### [Work task 1]
Please rewrite everything in the McWhorter passage from "Jeantel, despite her" down to "a drunken mosquito.", with "drunken mosquito" changed to "sleepy fly".
### [Work task 2]
In the McWhorter passage, which part of Jeantel's cracker quote did Hayes call the operative portion?

### [Passage]

● ● ● ● ●

McWhorter agreed. “She’s quite comprehensible. It’s just that people don’t want to understand her and the whole larger question.”
McWhorter also made a fairly devastating point against the no white people ever who were authentically aggrieved by Trayvon Martin’s alleged use of the word ” cracker” to describe George Zimmerman.
“Needless to say,” McWhorter said, “I think, given how the Trayvon Martin case went, there would seem to be some cause for some preliminary racial grievance for the poor boy, to have had somebody chasing after him for a reason he didn’t know. We do know that’s how it started. Of course he might be refer to the person as a cracker because he’s a human being. And since this week, we have heard that there are times when we might, perhaps, excuse some white people from using the n-word… I think we can understand that cracker may have been an appropriate term at the time.”
Jeantel, despite her language difficulties, also proved to be exceptionally sharp at various points in her testimony, particularly when West tried to Jedi-mind-trick her into saying that Trayvon “approached” George Zimmerman, and was batted away like a drunken mosquito.
To McWhorter’s final point, I would also add that, as reasonable as it is to infer that the term “cracker” was meant in the pejorative sense, it is also reasonable to infer that Trayvon Martin and Rachel Jentel came by their suspicion of white people honestly, through years of getting the stinkeye in retail establishments, and other white-dominated areas like America. It’s also reasonable to infer that making racial distinctions would be routine, and relatively neutral (as Hayes pointed out, the operative portion of Jeantel’s cracker quote is “creepy-ass”) for people whose entire lives are defined by racial differences that have been imposed on them. The White Whiners call it a “double-standard,” but chiding Trayvon Martin for calling a white person a “cracker” is like encountering a fish on the sidewalk, and scolding him for always thinking of people in terms of “gills” and “lungs.” A white person can go days, weeks, or even their whole lives without ever having to think about being white.

● ● ● ● ●

### [Available data]
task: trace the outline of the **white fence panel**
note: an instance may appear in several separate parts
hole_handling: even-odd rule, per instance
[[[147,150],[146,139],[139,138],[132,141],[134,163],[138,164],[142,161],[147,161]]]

● ● ● ● ●

### [Written reply 1]
Jeantel, despite her language difficulties, also proved to be exceptionally sharp at various points in her testimony, particularly when West tried to Jedi-mind-trick her into saying that Trayvon “approached” George Zimmerman, and was batted away like a sleepy fly.

### [Written reply 2]
"Creepy-ass"